Work to complete - Every line below that mentions the word "gravel" should be copied out.

Stored entries:

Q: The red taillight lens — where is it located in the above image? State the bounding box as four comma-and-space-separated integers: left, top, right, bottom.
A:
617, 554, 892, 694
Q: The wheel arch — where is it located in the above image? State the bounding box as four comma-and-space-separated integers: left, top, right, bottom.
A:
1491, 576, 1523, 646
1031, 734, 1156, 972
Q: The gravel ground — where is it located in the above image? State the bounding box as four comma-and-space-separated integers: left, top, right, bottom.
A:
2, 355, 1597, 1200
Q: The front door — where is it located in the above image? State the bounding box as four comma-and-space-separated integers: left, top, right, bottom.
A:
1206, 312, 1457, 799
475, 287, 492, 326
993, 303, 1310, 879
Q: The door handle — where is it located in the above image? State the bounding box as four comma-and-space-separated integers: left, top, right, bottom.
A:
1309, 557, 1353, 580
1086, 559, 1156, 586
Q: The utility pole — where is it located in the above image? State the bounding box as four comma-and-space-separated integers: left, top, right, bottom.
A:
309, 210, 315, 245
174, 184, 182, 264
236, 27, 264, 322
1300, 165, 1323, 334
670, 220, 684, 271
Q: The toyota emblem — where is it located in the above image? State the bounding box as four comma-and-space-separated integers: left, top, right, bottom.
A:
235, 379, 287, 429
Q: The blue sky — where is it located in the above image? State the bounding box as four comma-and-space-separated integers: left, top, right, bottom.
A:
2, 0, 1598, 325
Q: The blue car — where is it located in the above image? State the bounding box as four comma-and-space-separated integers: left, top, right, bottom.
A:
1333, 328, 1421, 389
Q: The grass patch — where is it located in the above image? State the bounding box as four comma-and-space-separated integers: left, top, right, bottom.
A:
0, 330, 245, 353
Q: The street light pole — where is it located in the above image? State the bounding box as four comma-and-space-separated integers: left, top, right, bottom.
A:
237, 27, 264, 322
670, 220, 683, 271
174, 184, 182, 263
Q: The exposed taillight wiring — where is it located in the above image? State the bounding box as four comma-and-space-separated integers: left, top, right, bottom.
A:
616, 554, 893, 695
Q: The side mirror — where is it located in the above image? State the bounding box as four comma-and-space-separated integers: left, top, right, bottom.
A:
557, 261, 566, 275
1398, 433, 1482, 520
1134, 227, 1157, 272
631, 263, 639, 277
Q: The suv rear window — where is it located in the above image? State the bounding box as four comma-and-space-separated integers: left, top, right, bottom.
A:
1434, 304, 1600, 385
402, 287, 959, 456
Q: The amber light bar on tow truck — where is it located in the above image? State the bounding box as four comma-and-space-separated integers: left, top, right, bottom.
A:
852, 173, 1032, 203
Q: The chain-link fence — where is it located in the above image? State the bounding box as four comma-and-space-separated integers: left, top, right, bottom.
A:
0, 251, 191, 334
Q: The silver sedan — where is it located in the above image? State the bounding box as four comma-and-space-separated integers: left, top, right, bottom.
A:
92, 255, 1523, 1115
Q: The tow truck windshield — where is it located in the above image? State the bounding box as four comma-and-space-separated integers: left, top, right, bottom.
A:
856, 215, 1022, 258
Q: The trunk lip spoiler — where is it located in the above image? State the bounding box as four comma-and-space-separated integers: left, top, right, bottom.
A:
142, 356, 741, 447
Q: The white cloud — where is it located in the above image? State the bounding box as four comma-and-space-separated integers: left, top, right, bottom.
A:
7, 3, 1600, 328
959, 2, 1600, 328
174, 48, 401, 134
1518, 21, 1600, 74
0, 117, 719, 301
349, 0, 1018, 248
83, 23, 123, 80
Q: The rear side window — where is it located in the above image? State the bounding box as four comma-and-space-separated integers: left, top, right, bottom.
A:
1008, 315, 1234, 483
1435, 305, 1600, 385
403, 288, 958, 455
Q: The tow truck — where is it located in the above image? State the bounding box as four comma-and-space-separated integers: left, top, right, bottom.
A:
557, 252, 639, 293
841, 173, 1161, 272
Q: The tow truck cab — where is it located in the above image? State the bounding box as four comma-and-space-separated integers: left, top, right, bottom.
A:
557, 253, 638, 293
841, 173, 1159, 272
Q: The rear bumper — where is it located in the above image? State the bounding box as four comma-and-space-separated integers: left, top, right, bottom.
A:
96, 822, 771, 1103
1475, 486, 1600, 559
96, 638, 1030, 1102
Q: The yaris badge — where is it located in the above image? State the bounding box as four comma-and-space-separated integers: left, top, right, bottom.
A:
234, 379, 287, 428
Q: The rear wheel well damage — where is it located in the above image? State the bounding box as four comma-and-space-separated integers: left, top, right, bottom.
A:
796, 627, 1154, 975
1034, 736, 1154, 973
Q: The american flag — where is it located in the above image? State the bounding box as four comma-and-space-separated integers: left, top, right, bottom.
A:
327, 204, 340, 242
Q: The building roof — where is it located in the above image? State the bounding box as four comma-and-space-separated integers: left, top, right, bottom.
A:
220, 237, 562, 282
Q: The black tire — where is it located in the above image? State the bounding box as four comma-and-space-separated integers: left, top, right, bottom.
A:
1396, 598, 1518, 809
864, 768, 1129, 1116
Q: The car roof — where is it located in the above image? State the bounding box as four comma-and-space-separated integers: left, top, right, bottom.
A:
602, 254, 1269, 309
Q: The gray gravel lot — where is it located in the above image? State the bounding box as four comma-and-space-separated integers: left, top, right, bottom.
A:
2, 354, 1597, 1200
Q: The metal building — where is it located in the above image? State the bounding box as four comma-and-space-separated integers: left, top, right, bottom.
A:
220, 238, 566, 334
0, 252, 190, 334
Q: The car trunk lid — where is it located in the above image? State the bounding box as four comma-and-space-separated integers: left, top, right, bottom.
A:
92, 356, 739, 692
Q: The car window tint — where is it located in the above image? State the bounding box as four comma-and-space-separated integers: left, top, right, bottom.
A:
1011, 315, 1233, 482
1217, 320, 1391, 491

Solution for this exercise -
Q: The gravel ground — where is it located in the above image? State the bounding box as four comma-and-space-separated integers: left, top, right, bottom.
Q: The gray gravel lot — where is it located in the above image? State the bounding box as four comma-and-space-separated integers: left, top, right, bottom.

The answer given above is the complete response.